- Problem details -
Below is a block of entries; repeat all of it exactly but omit the pictures.
★ ★ ★
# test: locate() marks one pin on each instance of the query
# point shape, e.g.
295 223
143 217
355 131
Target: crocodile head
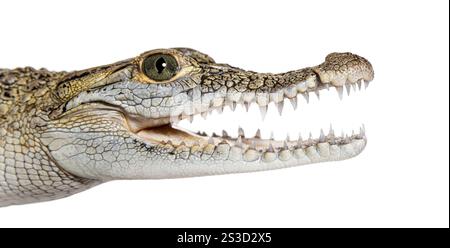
119 121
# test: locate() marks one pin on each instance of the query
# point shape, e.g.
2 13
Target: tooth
317 94
258 134
291 91
220 109
251 155
348 88
299 140
340 91
270 149
306 96
293 102
263 110
280 106
262 99
276 96
233 106
174 119
224 133
285 155
239 141
247 106
322 136
241 132
330 135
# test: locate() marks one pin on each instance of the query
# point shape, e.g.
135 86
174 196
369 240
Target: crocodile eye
160 67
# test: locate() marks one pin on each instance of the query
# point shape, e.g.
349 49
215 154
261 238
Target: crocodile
65 132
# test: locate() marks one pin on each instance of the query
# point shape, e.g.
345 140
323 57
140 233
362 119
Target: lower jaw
254 150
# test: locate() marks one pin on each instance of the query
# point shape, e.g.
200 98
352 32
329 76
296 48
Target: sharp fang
317 94
247 106
322 136
340 91
306 96
270 148
300 139
241 132
263 110
293 102
239 141
348 88
224 133
280 106
233 106
258 134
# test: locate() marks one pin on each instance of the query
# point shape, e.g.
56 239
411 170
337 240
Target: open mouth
323 146
180 131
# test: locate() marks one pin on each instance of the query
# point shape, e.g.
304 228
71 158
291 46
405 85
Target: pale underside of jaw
254 146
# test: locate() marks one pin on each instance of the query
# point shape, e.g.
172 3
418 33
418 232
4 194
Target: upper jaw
222 85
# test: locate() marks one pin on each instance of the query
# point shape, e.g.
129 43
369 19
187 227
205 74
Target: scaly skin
61 133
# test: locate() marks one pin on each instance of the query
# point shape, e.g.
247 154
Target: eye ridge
160 67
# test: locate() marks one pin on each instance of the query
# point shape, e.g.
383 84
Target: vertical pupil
160 65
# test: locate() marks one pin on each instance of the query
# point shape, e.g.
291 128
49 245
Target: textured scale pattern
64 132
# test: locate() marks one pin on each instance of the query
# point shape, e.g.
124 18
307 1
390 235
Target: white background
400 180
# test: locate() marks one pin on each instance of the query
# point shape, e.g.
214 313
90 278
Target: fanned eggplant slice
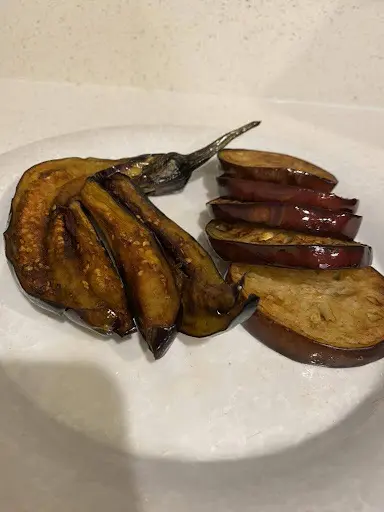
★ ★ ★
- Written solution -
# test: locate() marks one pin on each instance of the query
# point shape, e.g.
295 223
143 217
355 131
Target: crocodile head
119 121
# test: locate() marks one pin on each instance of the query
# point shape, e.g.
2 13
Target: tooth
317 94
258 134
291 91
220 109
251 155
348 88
299 140
340 91
270 149
306 96
293 102
263 110
280 106
262 99
276 96
233 106
174 119
224 133
285 155
239 141
247 106
322 136
241 132
330 135
# test: locate() marks one pin on each instance of the query
# point shape, e.g.
135 86
174 196
369 240
Target: crocodile eye
160 67
# test: locate() marks one pin on each instance of the query
# point shape, e.g.
349 49
215 154
261 238
Target: crocodile
65 132
# test: locate() marks one pin on each instance of the query
# point shape, e.g.
345 140
323 57
140 233
362 119
Target: lower jaw
254 150
# test: locate() marks one pin on each instance of the query
# point shape, e.g.
200 98
352 32
329 76
296 48
Target: sharp fang
317 94
247 106
322 136
340 91
306 96
270 148
300 139
241 132
263 110
293 102
239 141
348 88
224 133
280 106
233 106
258 134
# test: locate() marks one pin on each instance of the query
# point shape, e.g.
56 239
411 170
337 240
Target: open mouth
323 146
180 131
# test: locate() marks one pin on each instance of the query
# point shape, e.g.
304 228
71 158
291 46
405 85
Target: pale underside of jaw
254 146
# test: locate() marks one pin on each instance of the query
# point shape, e.g.
172 3
418 33
418 232
4 194
Target: upper jaw
222 85
# test: locate() marks one pin on each instance of the query
# point shape, e.g.
129 43
369 19
187 227
205 74
Target: scaly skin
61 133
# test: locate() marks one pin on each instance of the query
# point shape, e.g.
247 154
Target: eye ridge
160 67
# test: locate() marks one pin on each instance of the query
# point shape, e.g.
383 84
Target: vertical pupil
160 65
# test: locate() marks one pin on each instance of the query
# point shape, e.g.
291 128
49 245
Target: textured scale pattern
64 132
# test: locate() marks one pin on each instance of the query
# point shape, e.g.
124 18
307 1
390 235
Target: white background
400 180
# test: locate() marks one pin on each instance of the query
# point shape, e.g.
214 313
90 278
Target: fanned eggplant slice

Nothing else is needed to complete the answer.